= Problem details =
Copy out, word for word, the stretch of the data from the line containing "Check that every instance of the fallen" through the line containing "[[274, 356], [963, 653], [37, 399]]". Leave out any picture.

= Dataset content =
━━━━━━━━

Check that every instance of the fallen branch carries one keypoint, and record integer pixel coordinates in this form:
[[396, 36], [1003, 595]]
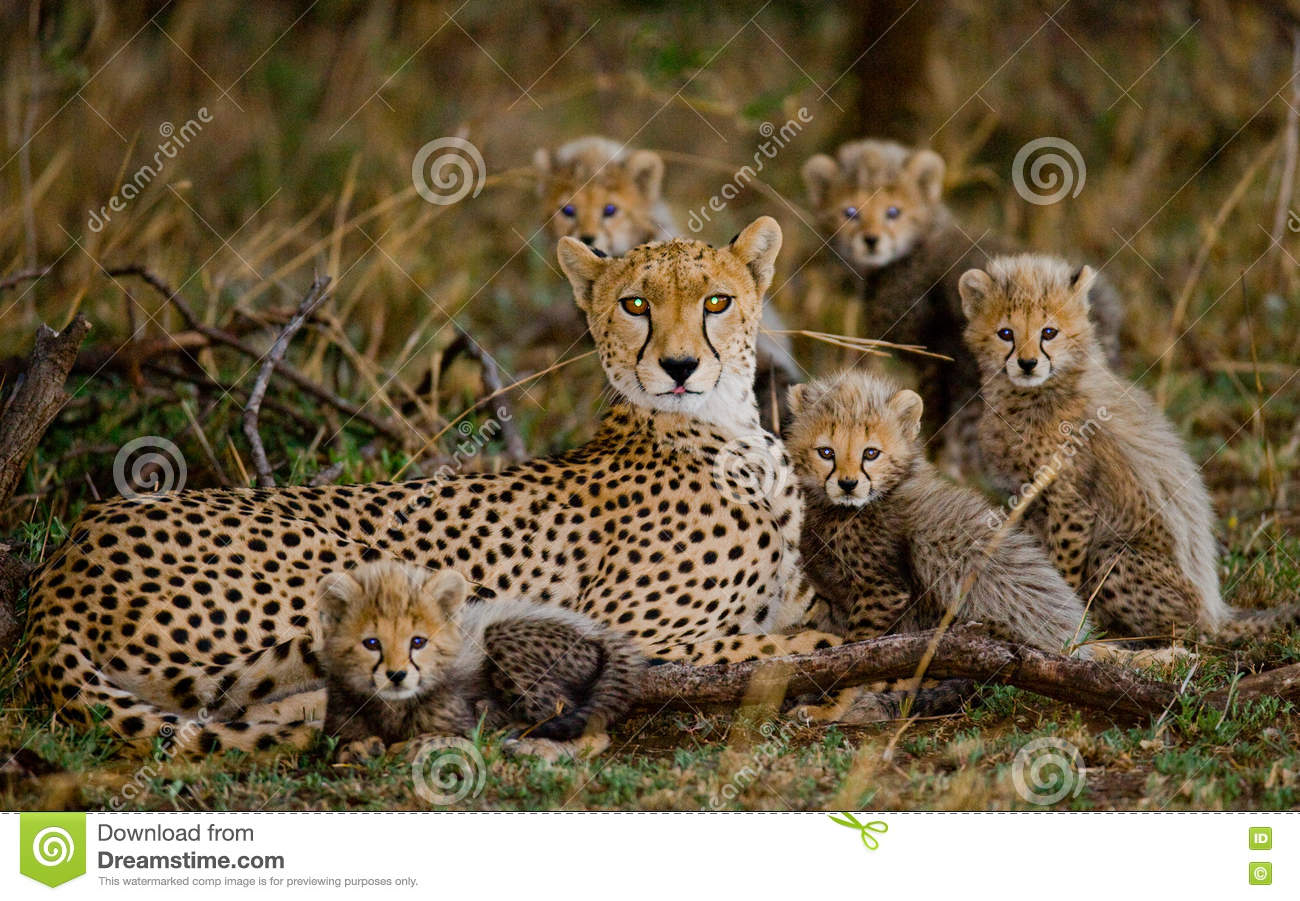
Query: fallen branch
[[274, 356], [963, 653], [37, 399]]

━━━━━━━━

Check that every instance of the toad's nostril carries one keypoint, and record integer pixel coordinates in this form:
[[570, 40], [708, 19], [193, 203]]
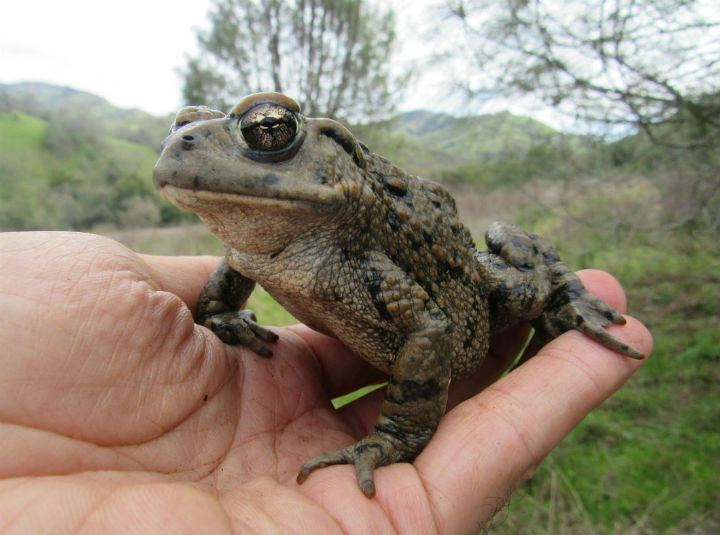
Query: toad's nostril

━━━━━━━━

= Solved exercise =
Check that every instance of the fallen branch carries one keypoint, and record integer pixel coordinates in this form:
[[396, 36], [1003, 595]]
Query: fallen branch
[[274, 356], [963, 653], [37, 399]]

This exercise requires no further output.